TEXT:
┄┄┄┄┄┄┄┄┄┄┄┄┄┄┄┄┄┄┄┄

It's quite simple: Darl McBride and SCOX hired a PI, which then fed O'Gara. You just have to listen to that last bizarro-phone conference with SCOX to see that this is no paranoid delusion.
Comparing O'Gara trash vs. PJ's response is probably the best meta-summary of the whole debacle.
Linuxtoday editor thinks so
6 OPBZ
Editor's Note: Screed Attempts to Silence Voice Against SCO
http://linuxtoday.com/infrastructure/200505090092
There is _nothing_ newsworthy about this story. It consists of personal and private information about a person who may, or may not, be the PJ of Groklaw. And, even if it is, who cares!?
Does it add anything about SCO vs. IBM? About how Groklaw works? About the relationship of Groklaw to the parties involved in the lawsuits? No, no, and no.
Those points might be newsworthy. This story doesn't touch though. This story is not news. It's an offensive invasion of privacy.
Steven
The article begins:
So, I wonder where she got the idea to "attack the person, not the argument".
A real gem is later:
Sentence fragments aside and obligatory "pot calling the kettle" comments aside, some "opinions" are back by evidence, at which point they become "arguments". Others remain merely the flatulence of mind.

┄┄┄┄┄┄┄┄┄┄┄┄┄┄┄┄┄┄┄┄

DATASET RECORDS:

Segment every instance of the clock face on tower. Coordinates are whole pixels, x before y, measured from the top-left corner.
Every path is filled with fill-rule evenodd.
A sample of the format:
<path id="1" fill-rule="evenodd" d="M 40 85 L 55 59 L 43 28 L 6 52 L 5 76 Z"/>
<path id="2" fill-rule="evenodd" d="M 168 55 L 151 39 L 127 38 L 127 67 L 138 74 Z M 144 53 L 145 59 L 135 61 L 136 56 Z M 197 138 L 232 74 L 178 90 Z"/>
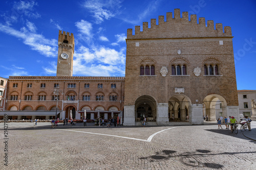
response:
<path id="1" fill-rule="evenodd" d="M 69 58 L 69 55 L 66 53 L 63 53 L 62 54 L 61 54 L 61 57 L 63 59 L 67 59 Z"/>

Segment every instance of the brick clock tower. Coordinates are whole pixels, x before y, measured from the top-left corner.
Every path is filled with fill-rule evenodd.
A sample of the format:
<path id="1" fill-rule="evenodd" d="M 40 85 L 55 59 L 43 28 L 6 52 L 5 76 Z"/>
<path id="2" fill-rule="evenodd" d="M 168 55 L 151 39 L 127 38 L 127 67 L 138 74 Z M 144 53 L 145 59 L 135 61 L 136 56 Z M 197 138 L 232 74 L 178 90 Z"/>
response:
<path id="1" fill-rule="evenodd" d="M 57 76 L 72 76 L 73 55 L 75 48 L 74 35 L 59 31 Z"/>

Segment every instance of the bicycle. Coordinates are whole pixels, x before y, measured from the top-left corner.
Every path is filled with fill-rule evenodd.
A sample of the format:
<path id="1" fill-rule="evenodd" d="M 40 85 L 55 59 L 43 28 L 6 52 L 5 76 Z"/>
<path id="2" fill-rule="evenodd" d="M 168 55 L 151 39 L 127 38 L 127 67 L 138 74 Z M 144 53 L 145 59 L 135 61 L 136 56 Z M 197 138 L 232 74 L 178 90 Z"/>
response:
<path id="1" fill-rule="evenodd" d="M 247 125 L 246 124 L 246 122 L 241 123 L 240 124 L 242 125 L 242 126 L 241 126 L 241 128 L 240 128 L 240 130 L 241 131 L 242 131 L 244 130 L 245 131 L 247 130 Z"/>
<path id="2" fill-rule="evenodd" d="M 234 125 L 232 126 L 232 129 L 231 129 L 232 133 L 233 132 L 235 134 L 238 134 L 238 125 L 237 125 L 237 124 L 234 124 Z"/>
<path id="3" fill-rule="evenodd" d="M 143 125 L 143 120 L 140 121 L 140 123 L 141 124 L 141 126 L 144 126 L 144 125 Z M 147 122 L 145 122 L 145 126 L 147 126 L 147 125 L 148 125 Z"/>

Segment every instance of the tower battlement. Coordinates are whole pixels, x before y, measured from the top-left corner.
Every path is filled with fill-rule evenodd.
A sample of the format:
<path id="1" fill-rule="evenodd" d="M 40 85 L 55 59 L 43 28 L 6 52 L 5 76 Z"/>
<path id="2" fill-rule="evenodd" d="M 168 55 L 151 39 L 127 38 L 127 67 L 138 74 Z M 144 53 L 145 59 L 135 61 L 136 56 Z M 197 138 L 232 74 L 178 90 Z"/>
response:
<path id="1" fill-rule="evenodd" d="M 166 13 L 165 21 L 164 16 L 159 16 L 158 25 L 156 19 L 151 19 L 150 28 L 147 22 L 143 22 L 142 31 L 140 31 L 140 26 L 135 26 L 135 35 L 133 35 L 133 29 L 129 29 L 127 39 L 232 37 L 231 28 L 225 27 L 223 32 L 222 23 L 216 23 L 215 29 L 213 20 L 208 20 L 206 26 L 204 17 L 199 18 L 198 23 L 197 15 L 190 15 L 189 20 L 188 12 L 183 12 L 181 17 L 179 9 L 174 9 L 174 17 L 172 12 Z"/>

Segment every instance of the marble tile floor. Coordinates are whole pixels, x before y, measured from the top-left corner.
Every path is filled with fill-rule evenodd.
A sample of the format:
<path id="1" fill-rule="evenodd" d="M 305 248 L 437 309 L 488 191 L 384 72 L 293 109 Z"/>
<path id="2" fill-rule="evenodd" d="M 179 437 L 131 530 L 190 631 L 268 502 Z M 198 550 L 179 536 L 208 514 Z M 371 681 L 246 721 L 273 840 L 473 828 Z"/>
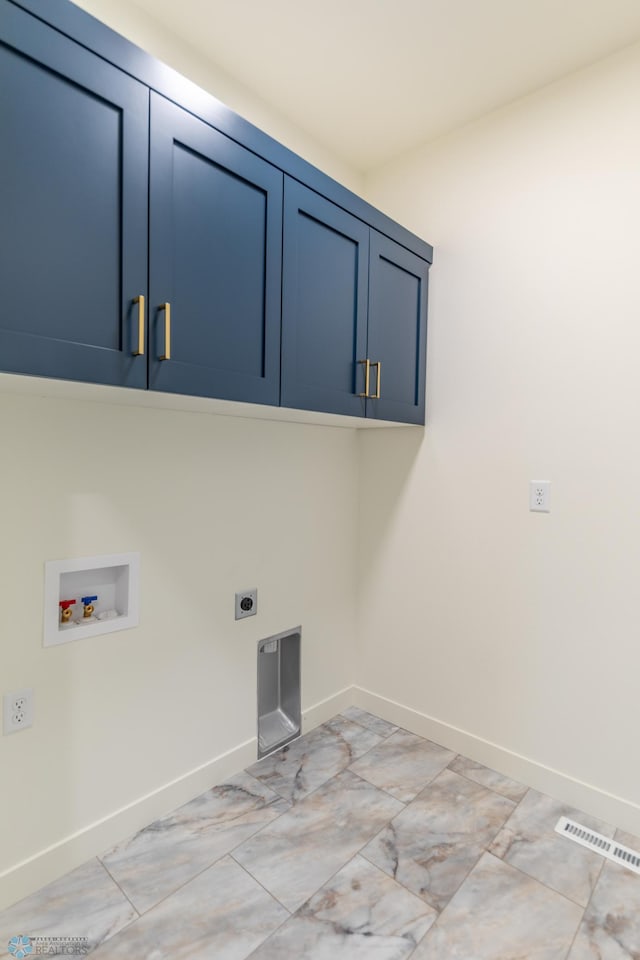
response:
<path id="1" fill-rule="evenodd" d="M 640 849 L 351 707 L 0 912 L 0 958 L 640 960 L 640 876 L 561 815 Z"/>

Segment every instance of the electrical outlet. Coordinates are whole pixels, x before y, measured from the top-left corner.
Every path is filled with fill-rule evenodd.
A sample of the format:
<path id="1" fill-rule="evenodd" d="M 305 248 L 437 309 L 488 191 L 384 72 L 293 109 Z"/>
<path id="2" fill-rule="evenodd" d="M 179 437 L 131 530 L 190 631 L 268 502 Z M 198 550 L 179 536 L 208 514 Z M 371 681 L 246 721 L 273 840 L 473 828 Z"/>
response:
<path id="1" fill-rule="evenodd" d="M 551 481 L 531 480 L 529 483 L 529 510 L 551 512 Z"/>
<path id="2" fill-rule="evenodd" d="M 236 593 L 236 620 L 244 617 L 255 617 L 258 612 L 258 588 L 241 590 Z"/>
<path id="3" fill-rule="evenodd" d="M 5 693 L 2 702 L 5 736 L 33 726 L 33 690 Z"/>

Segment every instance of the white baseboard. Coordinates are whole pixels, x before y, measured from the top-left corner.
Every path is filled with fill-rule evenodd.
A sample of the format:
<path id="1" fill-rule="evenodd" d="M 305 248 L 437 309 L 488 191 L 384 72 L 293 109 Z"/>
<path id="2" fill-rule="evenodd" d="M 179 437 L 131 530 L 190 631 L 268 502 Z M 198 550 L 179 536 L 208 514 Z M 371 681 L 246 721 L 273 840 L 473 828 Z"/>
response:
<path id="1" fill-rule="evenodd" d="M 483 740 L 466 730 L 460 730 L 412 710 L 394 700 L 362 687 L 353 688 L 356 706 L 382 717 L 411 733 L 433 740 L 449 750 L 455 750 L 470 760 L 482 763 L 512 780 L 533 787 L 591 816 L 640 836 L 640 806 L 622 797 L 616 797 L 598 787 L 576 780 L 568 774 L 513 753 L 496 743 Z"/>
<path id="2" fill-rule="evenodd" d="M 303 711 L 303 732 L 324 723 L 354 702 L 352 687 Z M 214 757 L 109 816 L 51 844 L 0 873 L 0 910 L 22 900 L 91 857 L 141 830 L 210 787 L 223 783 L 257 758 L 255 737 Z"/>
<path id="3" fill-rule="evenodd" d="M 356 702 L 357 690 L 357 687 L 345 687 L 332 697 L 327 697 L 326 700 L 321 700 L 308 710 L 303 710 L 302 732 L 307 733 L 308 730 L 313 730 L 314 727 L 335 717 L 336 713 L 342 713 L 347 707 L 352 706 Z"/>

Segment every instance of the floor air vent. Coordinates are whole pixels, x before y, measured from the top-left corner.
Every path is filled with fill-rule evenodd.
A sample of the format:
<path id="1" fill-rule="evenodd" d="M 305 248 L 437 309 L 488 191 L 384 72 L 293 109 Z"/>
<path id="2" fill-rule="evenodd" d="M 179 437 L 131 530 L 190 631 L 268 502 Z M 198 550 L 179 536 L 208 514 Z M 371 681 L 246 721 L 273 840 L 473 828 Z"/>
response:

┄┄┄┄┄┄┄┄┄┄┄┄┄┄┄┄┄┄┄┄

TASK REQUIREMENTS:
#1 Please convert the lines of the entries, beginning at the line that has "Segment every instance of the electrical" and stopping after the line that has "693 L 2 702", into a Markdown table with the columns Row and Line. Number the rows and omit any blank lines.
#2 Carry on the discussion about Groklaw and SCO from its final sentence.

TASK-BY-TASK ANSWERS:
#1
| Row | Line |
|---|---|
| 1 | Segment every instance of the electrical outlet. Coordinates are whole pixels, x before y, measured from the top-left corner. |
| 2 | Every path is filled with fill-rule evenodd. |
| 3 | A sample of the format: |
| 4 | <path id="1" fill-rule="evenodd" d="M 305 248 L 437 309 L 488 191 L 384 72 L 293 109 Z"/> |
| 5 | <path id="2" fill-rule="evenodd" d="M 179 437 L 131 530 L 190 631 L 268 502 Z M 198 550 L 179 536 L 208 514 Z M 371 681 L 246 721 L 273 840 L 473 828 Z"/> |
| 6 | response: |
| 7 | <path id="1" fill-rule="evenodd" d="M 551 481 L 531 480 L 529 483 L 529 510 L 551 512 Z"/> |
| 8 | <path id="2" fill-rule="evenodd" d="M 236 593 L 236 620 L 244 617 L 255 617 L 258 612 L 258 588 L 241 590 Z"/> |
| 9 | <path id="3" fill-rule="evenodd" d="M 5 693 L 2 702 L 5 736 L 33 726 L 33 690 Z"/> |

#2
Seriously guys, if someone's writing crap like that, she's clearly on a payroll. If you pretend to some sort of journalistic integrity, you don't work with them. The outcome of this can only be Mr. Turner's resignation; this is like the bouncer of a tittie bar writing the manager, threatening to quit because the girls are prostitutes. Who do you think is profiting from the arrangement?
They were working for the government, therefore they were the government.
I think it's worth mentioning here that the copyright system punishes and rewards in such a way that that promotes hype over substance. I think it's unfair to "blame society", while at the same time holding this system of punishment and reward in place. In a copyright society, it is always the information that turns the most heads that gets the most money, where in a non copyright world the information that has the most value is rewarded the most.
Of cource I know people would say, well Linux Journal is copyrighted too, to which I would respond - most people who are subscribing would do so as a sign of support for the authors and not because they are the cheaper that the competitors. Besides, I don't know of anything in that publication that couldn't be gotten online anyhow, but people still support it.
I used to purchase a number of journals off the shelf just to check their content, quality, etc. The best were then turned into subscriptions. However, it was my distinct impression that Linux World was just along for the ride for the cash. Their staff writers that did not even know the meaning of free software. In their reviews of products they equated free with no cost.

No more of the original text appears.